Find and copy every line in the records that includes the string "target".
Top of Working data
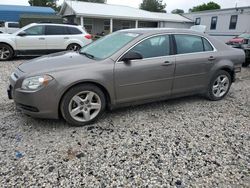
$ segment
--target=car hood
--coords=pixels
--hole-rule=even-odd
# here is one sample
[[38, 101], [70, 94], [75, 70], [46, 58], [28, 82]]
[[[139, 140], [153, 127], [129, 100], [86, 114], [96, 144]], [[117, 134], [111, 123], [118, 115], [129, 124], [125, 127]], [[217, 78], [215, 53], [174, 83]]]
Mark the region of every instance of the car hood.
[[53, 71], [78, 68], [84, 64], [94, 62], [95, 60], [89, 59], [78, 52], [65, 51], [30, 60], [21, 64], [18, 69], [24, 73], [49, 73]]
[[0, 33], [0, 38], [6, 38], [6, 37], [10, 37], [10, 36], [12, 36], [12, 34]]
[[231, 40], [229, 40], [229, 42], [234, 42], [234, 43], [239, 43], [239, 42], [242, 42], [244, 40], [244, 38], [233, 38]]

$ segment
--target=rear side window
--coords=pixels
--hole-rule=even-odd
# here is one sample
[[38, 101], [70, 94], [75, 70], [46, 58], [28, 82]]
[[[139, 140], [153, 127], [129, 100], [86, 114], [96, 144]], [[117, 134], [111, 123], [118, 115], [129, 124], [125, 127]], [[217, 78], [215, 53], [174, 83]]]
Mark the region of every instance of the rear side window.
[[195, 35], [174, 35], [177, 54], [213, 51], [211, 44], [203, 37]]
[[68, 30], [67, 30], [67, 27], [64, 27], [64, 26], [47, 25], [45, 34], [46, 35], [67, 35]]
[[204, 50], [205, 51], [213, 51], [214, 48], [212, 47], [212, 45], [207, 41], [207, 39], [202, 38], [203, 40], [203, 44], [204, 44]]
[[71, 35], [82, 34], [82, 31], [80, 31], [79, 29], [77, 29], [75, 27], [68, 27], [68, 31], [69, 31], [69, 34], [71, 34]]
[[201, 37], [194, 35], [175, 35], [177, 54], [203, 52]]
[[170, 54], [169, 35], [146, 39], [131, 51], [140, 53], [143, 58], [167, 56]]

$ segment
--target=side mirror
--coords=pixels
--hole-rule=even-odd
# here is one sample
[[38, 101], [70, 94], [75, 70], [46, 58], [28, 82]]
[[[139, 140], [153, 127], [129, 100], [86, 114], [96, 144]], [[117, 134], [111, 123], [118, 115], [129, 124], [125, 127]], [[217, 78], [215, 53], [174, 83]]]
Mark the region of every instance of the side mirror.
[[135, 60], [135, 59], [143, 59], [142, 55], [138, 52], [133, 52], [133, 51], [129, 51], [128, 53], [126, 53], [122, 58], [121, 61], [124, 62], [129, 62], [131, 60]]
[[18, 36], [20, 36], [20, 37], [24, 37], [24, 36], [26, 36], [27, 34], [26, 34], [26, 32], [25, 31], [21, 31], [20, 33], [18, 33]]

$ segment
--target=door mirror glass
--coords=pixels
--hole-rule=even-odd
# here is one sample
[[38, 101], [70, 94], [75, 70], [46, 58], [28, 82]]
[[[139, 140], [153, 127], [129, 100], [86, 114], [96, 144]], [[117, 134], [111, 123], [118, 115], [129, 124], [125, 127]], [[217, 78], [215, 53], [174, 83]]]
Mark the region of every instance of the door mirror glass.
[[18, 36], [20, 36], [20, 37], [24, 37], [26, 35], [27, 35], [27, 33], [25, 31], [21, 31], [20, 33], [18, 33]]
[[131, 60], [136, 60], [136, 59], [142, 59], [142, 55], [138, 52], [135, 52], [135, 51], [130, 51], [128, 53], [126, 53], [122, 58], [121, 58], [121, 61], [124, 61], [124, 62], [128, 62], [128, 61], [131, 61]]

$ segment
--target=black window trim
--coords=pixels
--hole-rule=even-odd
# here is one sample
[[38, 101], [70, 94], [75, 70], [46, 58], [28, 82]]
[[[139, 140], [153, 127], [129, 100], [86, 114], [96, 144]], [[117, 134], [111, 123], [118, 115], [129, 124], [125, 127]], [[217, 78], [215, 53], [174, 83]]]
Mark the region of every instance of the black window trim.
[[[213, 19], [214, 19], [214, 18], [216, 19], [216, 21], [215, 21], [215, 27], [212, 28], [212, 23], [213, 23]], [[210, 30], [216, 30], [217, 21], [218, 21], [218, 16], [212, 16], [212, 17], [211, 17]]]
[[[169, 54], [166, 56], [159, 56], [159, 57], [150, 57], [150, 58], [144, 58], [144, 59], [140, 59], [141, 61], [143, 60], [149, 60], [149, 59], [157, 59], [157, 58], [163, 58], [163, 57], [173, 57], [173, 56], [182, 56], [182, 55], [188, 55], [188, 54], [197, 54], [197, 53], [208, 53], [208, 52], [216, 52], [217, 49], [215, 48], [215, 46], [213, 45], [212, 42], [210, 42], [210, 40], [202, 35], [199, 34], [192, 34], [192, 33], [158, 33], [158, 34], [154, 34], [154, 35], [150, 35], [147, 36], [139, 41], [137, 41], [134, 45], [130, 46], [127, 50], [125, 50], [121, 55], [118, 56], [118, 58], [116, 59], [116, 63], [123, 63], [121, 60], [121, 58], [128, 53], [131, 49], [133, 49], [137, 44], [143, 42], [144, 40], [147, 40], [149, 38], [155, 37], [155, 36], [161, 36], [161, 35], [169, 35], [169, 40], [171, 41], [170, 43], [173, 45], [170, 46], [170, 52], [172, 52], [173, 54]], [[198, 37], [202, 37], [204, 39], [206, 39], [208, 41], [208, 43], [212, 46], [213, 50], [212, 51], [203, 51], [203, 52], [192, 52], [192, 53], [185, 53], [185, 54], [177, 54], [177, 46], [176, 46], [176, 41], [175, 41], [175, 37], [174, 35], [192, 35], [192, 36], [198, 36]], [[171, 50], [171, 48], [173, 48]], [[136, 60], [132, 60], [132, 61], [136, 61]]]
[[[199, 23], [197, 23], [197, 20], [199, 20]], [[201, 25], [201, 17], [195, 18], [194, 24], [195, 24], [195, 25]]]
[[[231, 25], [231, 24], [233, 24], [232, 19], [233, 19], [234, 16], [236, 17], [236, 22], [235, 22], [234, 28], [232, 28], [232, 25]], [[238, 15], [237, 15], [237, 14], [231, 15], [231, 17], [230, 17], [230, 22], [229, 22], [229, 29], [230, 29], [230, 30], [235, 30], [236, 27], [237, 27], [237, 22], [238, 22]]]

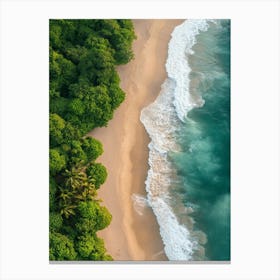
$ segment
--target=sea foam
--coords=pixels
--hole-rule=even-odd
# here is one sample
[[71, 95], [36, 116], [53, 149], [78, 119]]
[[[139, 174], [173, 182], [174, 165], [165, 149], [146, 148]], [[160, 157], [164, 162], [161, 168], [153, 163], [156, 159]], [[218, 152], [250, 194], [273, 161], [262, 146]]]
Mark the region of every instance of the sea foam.
[[168, 45], [166, 70], [168, 78], [158, 98], [145, 107], [140, 116], [151, 142], [149, 144], [149, 171], [146, 180], [147, 201], [156, 215], [164, 250], [169, 260], [191, 260], [199, 245], [188, 228], [180, 224], [171, 207], [170, 188], [175, 184], [176, 170], [169, 153], [180, 150], [176, 131], [188, 111], [203, 106], [203, 100], [194, 99], [189, 92], [191, 71], [187, 56], [192, 53], [195, 36], [206, 31], [206, 20], [187, 20], [177, 26]]
[[191, 68], [188, 64], [188, 55], [193, 53], [192, 47], [196, 43], [196, 35], [207, 29], [208, 23], [205, 19], [186, 20], [171, 34], [166, 71], [168, 77], [176, 83], [173, 104], [181, 121], [184, 121], [191, 109], [204, 104], [201, 97], [200, 100], [194, 100], [189, 92]]
[[134, 210], [137, 212], [138, 215], [142, 216], [144, 209], [147, 206], [149, 206], [147, 198], [140, 194], [135, 194], [135, 193], [132, 194], [131, 198], [133, 200]]

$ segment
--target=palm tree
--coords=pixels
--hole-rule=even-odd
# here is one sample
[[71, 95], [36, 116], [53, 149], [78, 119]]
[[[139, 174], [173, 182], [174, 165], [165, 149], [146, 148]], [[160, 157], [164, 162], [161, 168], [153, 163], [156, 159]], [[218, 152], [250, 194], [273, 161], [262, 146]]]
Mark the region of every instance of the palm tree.
[[74, 197], [80, 201], [93, 200], [96, 197], [96, 189], [91, 177], [83, 178], [81, 185], [76, 189]]
[[86, 174], [76, 167], [72, 167], [71, 171], [65, 171], [65, 185], [73, 190], [80, 187], [81, 183], [86, 179]]
[[63, 201], [69, 201], [71, 200], [72, 192], [70, 192], [68, 189], [64, 189], [61, 187], [58, 187], [60, 190], [59, 198], [61, 198]]
[[60, 214], [64, 215], [66, 219], [68, 219], [71, 215], [75, 215], [74, 209], [76, 208], [76, 205], [69, 205], [65, 204], [60, 209]]
[[60, 213], [68, 218], [75, 215], [74, 209], [81, 201], [100, 201], [96, 198], [95, 180], [87, 176], [81, 167], [73, 167], [66, 170], [65, 187], [59, 187]]

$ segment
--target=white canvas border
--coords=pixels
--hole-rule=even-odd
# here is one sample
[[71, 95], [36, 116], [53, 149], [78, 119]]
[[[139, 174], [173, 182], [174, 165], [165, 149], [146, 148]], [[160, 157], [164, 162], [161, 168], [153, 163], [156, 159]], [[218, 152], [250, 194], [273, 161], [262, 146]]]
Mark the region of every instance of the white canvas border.
[[[50, 265], [48, 19], [230, 18], [229, 265]], [[1, 279], [279, 279], [279, 2], [2, 1]]]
Bottom of Working data
* **Task result**:
--target=car hood
--target=rear side window
--target=side mirror
--target=door mirror glass
--target=black window trim
--target=sea foam
--target=palm tree
--target=white canvas border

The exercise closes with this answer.